*Short problem*: Copy out all of the material, matching it word for word.

**********

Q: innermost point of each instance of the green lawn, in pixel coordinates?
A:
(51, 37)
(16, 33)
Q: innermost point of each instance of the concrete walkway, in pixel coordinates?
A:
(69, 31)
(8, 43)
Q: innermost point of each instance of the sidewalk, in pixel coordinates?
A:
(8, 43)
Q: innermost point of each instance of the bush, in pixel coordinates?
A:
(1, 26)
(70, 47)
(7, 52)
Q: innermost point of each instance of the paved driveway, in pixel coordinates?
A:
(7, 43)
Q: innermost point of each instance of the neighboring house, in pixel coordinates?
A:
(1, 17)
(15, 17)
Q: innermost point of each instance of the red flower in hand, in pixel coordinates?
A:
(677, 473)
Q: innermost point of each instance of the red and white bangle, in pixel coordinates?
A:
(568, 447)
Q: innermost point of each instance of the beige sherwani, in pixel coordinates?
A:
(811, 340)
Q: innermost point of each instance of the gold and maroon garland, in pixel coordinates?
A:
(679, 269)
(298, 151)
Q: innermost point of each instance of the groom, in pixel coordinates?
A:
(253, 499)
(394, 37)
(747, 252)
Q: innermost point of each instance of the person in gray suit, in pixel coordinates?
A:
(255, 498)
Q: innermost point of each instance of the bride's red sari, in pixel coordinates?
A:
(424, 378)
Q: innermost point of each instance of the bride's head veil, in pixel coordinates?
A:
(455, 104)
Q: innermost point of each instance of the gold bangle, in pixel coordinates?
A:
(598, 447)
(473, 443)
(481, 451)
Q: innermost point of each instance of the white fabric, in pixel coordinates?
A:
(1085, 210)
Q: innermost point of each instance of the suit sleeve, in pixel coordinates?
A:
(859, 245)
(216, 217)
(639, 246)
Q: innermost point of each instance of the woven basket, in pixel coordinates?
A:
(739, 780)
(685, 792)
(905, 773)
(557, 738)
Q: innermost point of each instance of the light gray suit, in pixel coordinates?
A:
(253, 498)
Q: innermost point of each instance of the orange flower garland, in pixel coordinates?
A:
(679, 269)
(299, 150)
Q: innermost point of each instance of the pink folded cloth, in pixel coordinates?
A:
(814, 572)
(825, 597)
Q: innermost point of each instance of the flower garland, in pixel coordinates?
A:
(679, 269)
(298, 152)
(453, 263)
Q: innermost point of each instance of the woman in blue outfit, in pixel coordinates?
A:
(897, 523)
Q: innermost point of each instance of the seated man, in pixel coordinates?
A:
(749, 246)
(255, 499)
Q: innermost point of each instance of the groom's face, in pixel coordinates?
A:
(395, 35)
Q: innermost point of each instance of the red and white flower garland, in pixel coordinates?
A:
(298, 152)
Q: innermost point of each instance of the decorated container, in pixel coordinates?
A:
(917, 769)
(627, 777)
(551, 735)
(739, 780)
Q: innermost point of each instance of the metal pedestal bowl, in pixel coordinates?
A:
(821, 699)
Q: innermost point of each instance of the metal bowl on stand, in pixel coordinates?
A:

**********

*Exercise response*:
Q: innermost point of each instance of the green lawn, in pixel coordinates?
A:
(51, 37)
(16, 33)
Q: innermost point of each instance of the concrete walkway, in pixel coordinates?
A:
(69, 31)
(8, 43)
Q: innermost point of each instance of the sidewalk, in pixel coordinates?
A:
(8, 43)
Q: innermost point of each instance of the bush, in pixel coordinates?
A:
(1, 26)
(70, 47)
(7, 52)
Q: innermost point of each instance of the paved driveway, in pixel coordinates?
A:
(7, 43)
Q: innermost point of each instance of the neighboring house, in pixel coordinates?
A:
(1, 17)
(15, 17)
Q: innermost point of each instance of the red flower in hand, in pixel coordinates?
A:
(677, 473)
Q: innermost point of each instance of the red and white bangle, in pixel coordinates?
A:
(568, 447)
Q: innermost point of each instance of the beige sherwani, in pixel coordinates?
A:
(811, 340)
Q: innermost point of each instance of the gold and maroon garland, in pixel coordinates?
A:
(679, 269)
(298, 151)
Q: innermost point of each instance of the groom, in pixel coordinates?
A:
(253, 499)
(394, 37)
(747, 252)
Q: innermost point of each instance of the person in gray suit, in pixel coordinates?
A:
(255, 498)
Q: innermost point of each instance of the bride's red sari, in pixel coordinates?
A:
(424, 378)
Q: innermost point of each instance of the bride's head veil, in pixel coordinates?
A:
(455, 104)
Q: innermost point of each instance of the gold bangle, in pixel coordinates?
A:
(598, 447)
(473, 443)
(481, 451)
Q: innermost point of each instance of the white fabric, in pixel coordinates?
A:
(1085, 210)
Q: innermost point of each instance of the suit sleeve, in pixel coordinates?
A:
(859, 245)
(216, 217)
(639, 246)
Q: innermost point of each instance of the woven basket, in pixel coordinates?
A:
(739, 780)
(685, 792)
(905, 773)
(557, 738)
Q: innermost point of each instance of the light gray suit, in pixel coordinates?
A:
(253, 498)
Q: innermost point of each instance of the orange flower garland, in pixel coordinates?
A:
(679, 269)
(299, 150)
Q: innermost point of each instance of the pink folded cloth, in pixel coordinates?
A:
(814, 572)
(825, 597)
Q: innermost point of each instance of the flower garland, in pixel coordinates?
A:
(679, 269)
(298, 152)
(453, 263)
Q: innermost point of each instance of the woman in blue outfit, in pixel coordinates?
A:
(897, 523)
Q: innermost point of each instance of the seated man, in pixel coordinates?
A:
(749, 246)
(255, 499)
Q: innermost point of each instance of the groom's face, in pixel coordinates?
A:
(395, 35)
Q: innermost point of each instance of the red and white flower garland, in pixel coordinates?
A:
(298, 152)
Q: innermost point of each instance of the decorated container, in pixel coordinates?
A:
(917, 769)
(627, 777)
(551, 735)
(739, 780)
Q: innermost point of each instance of the metal pedestal bowl, in pixel coordinates?
A:
(821, 699)
Q: innermost point of each instance of the metal bowl on stand, in pixel coordinates?
A:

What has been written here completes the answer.